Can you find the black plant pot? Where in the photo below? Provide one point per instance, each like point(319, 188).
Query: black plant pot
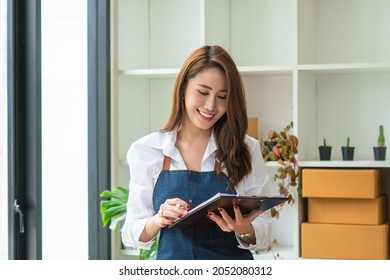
point(380, 153)
point(347, 152)
point(325, 152)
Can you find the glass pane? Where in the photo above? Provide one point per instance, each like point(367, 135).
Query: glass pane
point(3, 132)
point(64, 130)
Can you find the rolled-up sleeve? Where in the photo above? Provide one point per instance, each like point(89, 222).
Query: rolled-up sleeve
point(256, 183)
point(139, 205)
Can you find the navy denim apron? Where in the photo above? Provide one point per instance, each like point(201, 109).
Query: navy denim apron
point(200, 243)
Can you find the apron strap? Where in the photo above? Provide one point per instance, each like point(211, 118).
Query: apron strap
point(167, 163)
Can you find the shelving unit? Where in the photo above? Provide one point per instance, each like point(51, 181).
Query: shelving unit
point(323, 64)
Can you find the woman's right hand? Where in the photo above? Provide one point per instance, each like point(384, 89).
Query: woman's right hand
point(171, 210)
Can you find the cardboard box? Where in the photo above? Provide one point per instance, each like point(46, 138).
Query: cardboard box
point(338, 241)
point(341, 183)
point(348, 210)
point(253, 127)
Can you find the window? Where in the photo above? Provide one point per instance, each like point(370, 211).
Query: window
point(3, 130)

Task objective: Copy all of the data above word for word, but leave the picture out of your copy.

Written reply:
Can you find the black plant pot? Where in the photo below? Provide one point per instance, each like point(319, 188).
Query: black plant pot
point(380, 153)
point(347, 152)
point(325, 152)
Can you find the glass pane? Where in the photo above? Provide one point per instance, each like point(367, 135).
Query: glass pane
point(3, 132)
point(64, 130)
Can you find the rolled-up sleeve? Where in the photo above? Provide one point per instance, each like point(89, 222).
Query: rolled-up sleeve
point(256, 183)
point(139, 205)
Can you find the navy denim apron? Where in the photo above? Provide one point per instance, each like point(201, 109).
Query: navy denim apron
point(200, 243)
Can you find the apron strap? Where in the photo above? Provide one point per instance, each like point(211, 118).
Query: apron strap
point(167, 163)
Can you find the shelving unit? Where in the photo above? Provide one point per instance, each like point(51, 181).
Query: shelving unit
point(323, 64)
Can you find the woman's right hand? Where in the photo above? Provide one point per instance, each like point(384, 89).
Query: woman's right hand
point(171, 210)
Can you find the cardboard box? Where in the photo above? Provide one point per instance, each like point(46, 138).
Query: cardboard box
point(338, 241)
point(341, 183)
point(348, 210)
point(253, 127)
Can you find the window? Where in the photo above? Provide one point per instance, each like point(370, 211).
Query: window
point(3, 130)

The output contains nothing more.